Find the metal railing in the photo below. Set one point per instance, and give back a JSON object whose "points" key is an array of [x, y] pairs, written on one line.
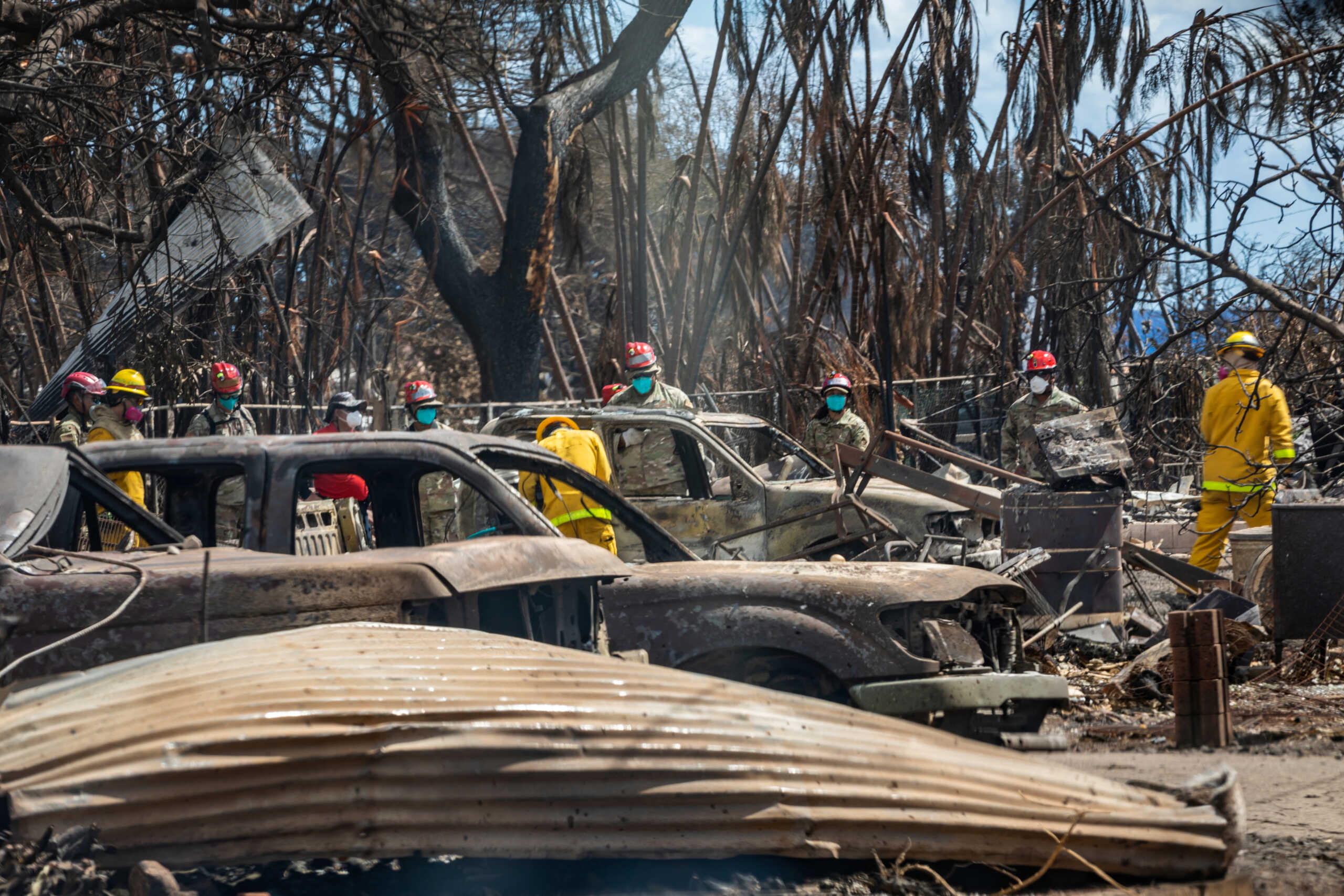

==

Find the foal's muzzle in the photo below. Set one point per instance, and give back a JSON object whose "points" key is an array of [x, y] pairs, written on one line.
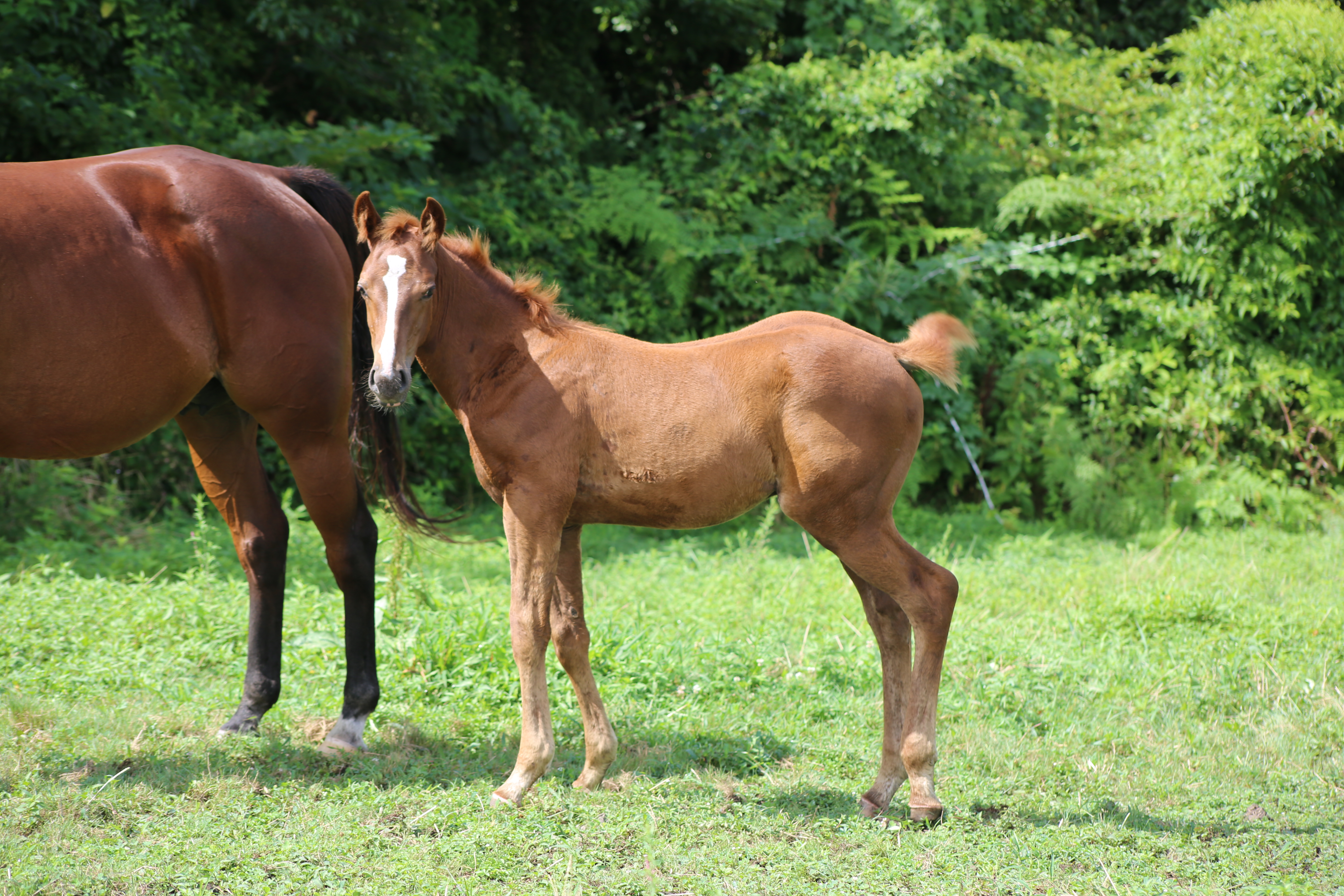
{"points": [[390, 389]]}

---

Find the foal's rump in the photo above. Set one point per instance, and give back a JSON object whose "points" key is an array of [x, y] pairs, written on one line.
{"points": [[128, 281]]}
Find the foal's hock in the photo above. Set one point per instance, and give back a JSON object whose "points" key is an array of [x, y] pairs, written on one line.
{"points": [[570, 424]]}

▶ [Problem]: Select every line in the items above that contains the string "below", and copy those lines out. Treat uppercase and lowercase as different when matching.

▶ [Correct output]:
Find the metal railing in the photo below. Set one point per instance, and give back a JSON object whose "points" key is an array of [x, y] pairs, written on one line.
Find the foal's muzzle in the photo below. Set one point per instance, and give back a JSON object whose "points" key is an array of [x, y] pairs, written on one line.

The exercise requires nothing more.